• Set task: Transcribe each record exactly. Include every one.

• Input rows:
▼
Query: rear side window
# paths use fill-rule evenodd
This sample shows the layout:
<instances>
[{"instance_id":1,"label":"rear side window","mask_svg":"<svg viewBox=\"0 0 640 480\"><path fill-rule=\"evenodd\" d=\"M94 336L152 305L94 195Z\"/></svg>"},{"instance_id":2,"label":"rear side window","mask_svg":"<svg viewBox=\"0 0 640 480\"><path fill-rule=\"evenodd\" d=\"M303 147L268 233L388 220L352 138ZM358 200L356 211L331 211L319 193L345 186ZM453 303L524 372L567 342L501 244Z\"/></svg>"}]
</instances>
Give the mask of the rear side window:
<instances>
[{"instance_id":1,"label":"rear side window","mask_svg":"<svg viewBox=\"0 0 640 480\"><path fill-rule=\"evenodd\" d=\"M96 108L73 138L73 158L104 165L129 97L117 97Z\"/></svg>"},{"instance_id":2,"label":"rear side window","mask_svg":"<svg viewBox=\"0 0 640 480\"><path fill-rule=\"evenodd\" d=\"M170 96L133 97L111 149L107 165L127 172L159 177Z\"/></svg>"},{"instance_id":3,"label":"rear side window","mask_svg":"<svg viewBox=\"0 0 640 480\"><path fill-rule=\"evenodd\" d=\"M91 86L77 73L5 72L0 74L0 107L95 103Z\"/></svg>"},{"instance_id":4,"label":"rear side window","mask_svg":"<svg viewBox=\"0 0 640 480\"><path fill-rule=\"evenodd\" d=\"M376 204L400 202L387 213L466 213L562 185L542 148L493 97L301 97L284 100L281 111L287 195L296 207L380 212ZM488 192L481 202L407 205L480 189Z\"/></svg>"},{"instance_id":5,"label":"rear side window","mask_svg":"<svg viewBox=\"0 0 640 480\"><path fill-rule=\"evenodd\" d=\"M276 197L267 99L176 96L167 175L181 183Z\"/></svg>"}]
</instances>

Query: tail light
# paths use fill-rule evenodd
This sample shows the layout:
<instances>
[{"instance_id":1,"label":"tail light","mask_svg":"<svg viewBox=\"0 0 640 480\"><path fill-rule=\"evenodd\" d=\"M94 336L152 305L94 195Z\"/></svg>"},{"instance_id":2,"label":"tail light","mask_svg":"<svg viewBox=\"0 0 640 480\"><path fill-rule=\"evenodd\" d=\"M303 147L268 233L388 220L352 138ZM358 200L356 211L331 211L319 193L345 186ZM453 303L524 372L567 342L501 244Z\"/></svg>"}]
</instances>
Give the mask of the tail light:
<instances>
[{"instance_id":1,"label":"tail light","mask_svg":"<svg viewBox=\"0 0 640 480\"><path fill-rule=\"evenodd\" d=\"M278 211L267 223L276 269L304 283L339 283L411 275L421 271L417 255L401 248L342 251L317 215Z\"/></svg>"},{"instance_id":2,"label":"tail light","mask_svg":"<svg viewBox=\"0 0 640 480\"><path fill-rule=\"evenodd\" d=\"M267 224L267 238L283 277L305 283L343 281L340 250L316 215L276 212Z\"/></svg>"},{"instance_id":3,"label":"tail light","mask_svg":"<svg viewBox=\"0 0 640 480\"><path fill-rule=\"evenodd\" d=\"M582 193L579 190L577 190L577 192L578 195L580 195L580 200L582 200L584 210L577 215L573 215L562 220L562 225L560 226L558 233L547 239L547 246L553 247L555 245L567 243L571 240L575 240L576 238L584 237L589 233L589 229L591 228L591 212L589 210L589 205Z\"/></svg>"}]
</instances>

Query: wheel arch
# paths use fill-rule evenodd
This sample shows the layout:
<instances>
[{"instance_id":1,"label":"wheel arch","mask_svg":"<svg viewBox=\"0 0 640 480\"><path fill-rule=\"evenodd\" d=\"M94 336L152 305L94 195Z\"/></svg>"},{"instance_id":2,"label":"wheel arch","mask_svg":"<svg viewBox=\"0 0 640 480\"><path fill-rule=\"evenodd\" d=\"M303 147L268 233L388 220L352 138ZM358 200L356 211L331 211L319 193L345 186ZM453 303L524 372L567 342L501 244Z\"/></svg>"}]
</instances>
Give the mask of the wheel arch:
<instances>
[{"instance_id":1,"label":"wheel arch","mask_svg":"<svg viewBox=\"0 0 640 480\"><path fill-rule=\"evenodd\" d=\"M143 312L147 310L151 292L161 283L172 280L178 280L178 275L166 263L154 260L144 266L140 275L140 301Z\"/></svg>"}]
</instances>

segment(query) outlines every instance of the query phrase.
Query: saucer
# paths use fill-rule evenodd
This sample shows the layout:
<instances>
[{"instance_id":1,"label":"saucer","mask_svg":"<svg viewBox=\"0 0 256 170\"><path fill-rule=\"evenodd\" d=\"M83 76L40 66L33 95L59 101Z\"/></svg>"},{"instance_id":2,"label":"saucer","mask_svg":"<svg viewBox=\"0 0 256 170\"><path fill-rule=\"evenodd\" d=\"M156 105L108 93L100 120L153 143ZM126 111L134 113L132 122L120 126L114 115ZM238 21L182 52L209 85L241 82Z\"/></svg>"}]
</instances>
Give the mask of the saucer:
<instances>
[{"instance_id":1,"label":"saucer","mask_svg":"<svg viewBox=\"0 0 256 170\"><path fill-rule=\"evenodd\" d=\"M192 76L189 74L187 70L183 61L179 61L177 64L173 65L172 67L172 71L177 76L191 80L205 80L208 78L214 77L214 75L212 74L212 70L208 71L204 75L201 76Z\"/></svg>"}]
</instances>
▲
• The reply:
Query: rear side window
# paths use fill-rule evenodd
This sample shows the layout:
<instances>
[{"instance_id":1,"label":"rear side window","mask_svg":"<svg viewBox=\"0 0 640 480\"><path fill-rule=\"evenodd\" d=\"M94 336L152 305L94 195Z\"/></svg>"},{"instance_id":2,"label":"rear side window","mask_svg":"<svg viewBox=\"0 0 640 480\"><path fill-rule=\"evenodd\" d=\"M303 147L268 233L388 220L352 138ZM358 200L356 211L331 211L319 193L345 186ZM453 303L524 372L567 342L501 244Z\"/></svg>"}]
</instances>
Give the mask of the rear side window:
<instances>
[{"instance_id":1,"label":"rear side window","mask_svg":"<svg viewBox=\"0 0 640 480\"><path fill-rule=\"evenodd\" d=\"M96 108L73 138L73 158L104 165L129 97L117 97Z\"/></svg>"},{"instance_id":2,"label":"rear side window","mask_svg":"<svg viewBox=\"0 0 640 480\"><path fill-rule=\"evenodd\" d=\"M170 96L133 97L111 149L107 165L127 172L159 177Z\"/></svg>"},{"instance_id":3,"label":"rear side window","mask_svg":"<svg viewBox=\"0 0 640 480\"><path fill-rule=\"evenodd\" d=\"M91 86L77 73L5 72L0 74L0 107L95 103Z\"/></svg>"},{"instance_id":4,"label":"rear side window","mask_svg":"<svg viewBox=\"0 0 640 480\"><path fill-rule=\"evenodd\" d=\"M376 204L400 202L387 213L466 213L562 185L542 148L493 97L301 97L284 100L281 111L287 195L296 207L380 212ZM488 192L481 202L407 205L480 189Z\"/></svg>"},{"instance_id":5,"label":"rear side window","mask_svg":"<svg viewBox=\"0 0 640 480\"><path fill-rule=\"evenodd\" d=\"M276 197L267 99L176 96L167 175L181 183Z\"/></svg>"}]
</instances>

Query: tail light
# paths use fill-rule evenodd
This sample shows the layout:
<instances>
[{"instance_id":1,"label":"tail light","mask_svg":"<svg viewBox=\"0 0 640 480\"><path fill-rule=\"evenodd\" d=\"M94 336L152 305L94 195Z\"/></svg>"},{"instance_id":2,"label":"tail light","mask_svg":"<svg viewBox=\"0 0 640 480\"><path fill-rule=\"evenodd\" d=\"M303 147L268 233L388 220L352 138ZM358 200L356 211L331 211L319 193L345 186ZM453 303L524 372L567 342L501 244Z\"/></svg>"}]
</instances>
Give the mask of the tail light:
<instances>
[{"instance_id":1,"label":"tail light","mask_svg":"<svg viewBox=\"0 0 640 480\"><path fill-rule=\"evenodd\" d=\"M278 211L267 223L276 269L304 283L339 283L411 275L421 271L417 255L401 248L342 251L317 215Z\"/></svg>"},{"instance_id":2,"label":"tail light","mask_svg":"<svg viewBox=\"0 0 640 480\"><path fill-rule=\"evenodd\" d=\"M267 224L267 238L283 277L305 283L343 281L340 250L316 215L276 212Z\"/></svg>"},{"instance_id":3,"label":"tail light","mask_svg":"<svg viewBox=\"0 0 640 480\"><path fill-rule=\"evenodd\" d=\"M582 193L579 190L577 190L577 192L578 195L580 195L580 200L582 200L584 210L577 215L573 215L562 220L562 225L560 226L558 233L547 239L547 246L553 247L555 245L567 243L571 240L575 240L576 238L584 237L589 233L589 229L591 228L591 212L589 210L589 205Z\"/></svg>"}]
</instances>

Query: wheel arch
# paths use fill-rule evenodd
This sample shows the layout:
<instances>
[{"instance_id":1,"label":"wheel arch","mask_svg":"<svg viewBox=\"0 0 640 480\"><path fill-rule=\"evenodd\" d=\"M94 336L152 305L94 195Z\"/></svg>"},{"instance_id":2,"label":"wheel arch","mask_svg":"<svg viewBox=\"0 0 640 480\"><path fill-rule=\"evenodd\" d=\"M303 147L268 233L388 220L352 138ZM358 200L356 211L331 211L319 193L345 186ZM453 303L524 372L567 342L501 244Z\"/></svg>"}]
</instances>
Give the mask of the wheel arch:
<instances>
[{"instance_id":1,"label":"wheel arch","mask_svg":"<svg viewBox=\"0 0 640 480\"><path fill-rule=\"evenodd\" d=\"M143 312L147 310L151 292L161 283L172 280L178 280L178 275L166 263L154 260L144 266L140 275L140 301Z\"/></svg>"}]
</instances>

segment(query) outlines every instance of the query phrase.
Query: saucer
# paths use fill-rule evenodd
This sample shows the layout:
<instances>
[{"instance_id":1,"label":"saucer","mask_svg":"<svg viewBox=\"0 0 256 170\"><path fill-rule=\"evenodd\" d=\"M83 76L40 66L33 95L59 101Z\"/></svg>"},{"instance_id":2,"label":"saucer","mask_svg":"<svg viewBox=\"0 0 256 170\"><path fill-rule=\"evenodd\" d=\"M156 105L108 93L100 120L153 143ZM126 111L134 113L132 122L120 126L114 115ZM238 21L182 52L209 85L241 82Z\"/></svg>"}]
</instances>
Give the mask of the saucer:
<instances>
[{"instance_id":1,"label":"saucer","mask_svg":"<svg viewBox=\"0 0 256 170\"><path fill-rule=\"evenodd\" d=\"M192 76L189 74L187 70L183 61L179 61L177 64L173 65L172 67L172 71L177 76L191 80L205 80L208 78L214 77L214 75L212 74L212 70L208 71L204 75L201 76Z\"/></svg>"}]
</instances>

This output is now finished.